> _TASK OBJECTIVE_: The entries are given below. Output each one unchanged.

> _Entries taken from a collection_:
= Beginning of Section =

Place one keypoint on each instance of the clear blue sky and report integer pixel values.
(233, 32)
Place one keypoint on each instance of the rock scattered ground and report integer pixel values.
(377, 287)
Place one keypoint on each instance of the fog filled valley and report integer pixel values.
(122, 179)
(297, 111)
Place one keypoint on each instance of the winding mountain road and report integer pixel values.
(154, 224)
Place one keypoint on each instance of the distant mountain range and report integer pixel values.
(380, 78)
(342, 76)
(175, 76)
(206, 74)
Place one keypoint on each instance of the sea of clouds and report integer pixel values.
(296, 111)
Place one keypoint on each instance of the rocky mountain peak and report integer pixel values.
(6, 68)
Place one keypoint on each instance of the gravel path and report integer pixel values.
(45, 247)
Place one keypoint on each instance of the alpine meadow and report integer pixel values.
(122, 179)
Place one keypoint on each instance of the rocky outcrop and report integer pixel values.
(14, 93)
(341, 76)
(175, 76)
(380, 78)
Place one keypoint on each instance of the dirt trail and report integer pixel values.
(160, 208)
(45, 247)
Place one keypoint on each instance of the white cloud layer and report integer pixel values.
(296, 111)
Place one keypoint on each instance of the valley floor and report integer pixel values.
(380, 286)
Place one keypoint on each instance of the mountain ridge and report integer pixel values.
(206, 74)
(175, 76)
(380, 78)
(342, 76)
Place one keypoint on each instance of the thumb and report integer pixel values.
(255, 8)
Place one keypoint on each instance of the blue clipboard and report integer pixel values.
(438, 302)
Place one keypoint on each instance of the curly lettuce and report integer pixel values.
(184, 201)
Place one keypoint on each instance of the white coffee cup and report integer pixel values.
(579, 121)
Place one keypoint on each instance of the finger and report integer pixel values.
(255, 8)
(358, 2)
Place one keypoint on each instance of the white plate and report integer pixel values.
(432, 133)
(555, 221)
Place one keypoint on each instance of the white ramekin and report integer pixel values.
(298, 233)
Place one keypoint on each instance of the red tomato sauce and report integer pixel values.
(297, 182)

= End of Section =

> _RESULT OF THE TASK_:
Place one keypoint on each instance of the clear blue sky and report integer pixel values.
(233, 32)
Place one keypoint on each instance of the rock scattered ground and report integer pixel values.
(377, 287)
Place one keypoint on each instance of the fog filled valley and report integer pixel values.
(122, 179)
(297, 111)
Place one keypoint on each instance of the winding mountain road and report integer pixel values.
(154, 224)
Place one keypoint on each instance of the distant mountain range and report integer pixel values.
(380, 78)
(342, 76)
(175, 76)
(206, 74)
Place one keypoint on each instance of the sea of clouds and report integer pixel values.
(296, 111)
Place one keypoint on each instance of the rocky mountain peak and report integer pixel values.
(6, 68)
Place one keypoint on each instance of the gravel path and report integer pixel values.
(45, 247)
Place one keypoint on each instance of the alpine meadow and report integer pixel values.
(122, 179)
Place one keypoint on each instance of the rocky outcrop and report integer pixel values.
(14, 93)
(341, 76)
(175, 76)
(380, 78)
Place one keypoint on each instance of the dirt trail and report integer pixel values.
(160, 208)
(45, 247)
Place one keypoint on each instance of the white cloud layer and report integer pixel values.
(296, 111)
Place one keypoint on each instance of the valley floor and report integer pixel values.
(380, 286)
Place one keypoint on each instance of the mountain ridge and report integer pixel values.
(206, 74)
(175, 76)
(380, 78)
(342, 76)
Place one keypoint on each instance of the thumb and report integer pixel values.
(255, 8)
Place one keypoint on each instance of the blue clipboard and report integer pixel values.
(438, 302)
Place one keypoint on each instance of the curly lettuce and report integer pixel values.
(184, 201)
Place one keypoint on each instance of the white coffee cup and report integer pixel values.
(579, 121)
Place one keypoint on each instance of the finger and report integer pixel values.
(255, 8)
(358, 2)
Place one keypoint on each instance of the white plate and report integer pixel values.
(432, 133)
(555, 221)
Place one keypoint on each instance of the white ramekin and report integer pixel values.
(298, 233)
Place one keypoint on each instance of the red tomato sauce and report integer pixel values.
(297, 182)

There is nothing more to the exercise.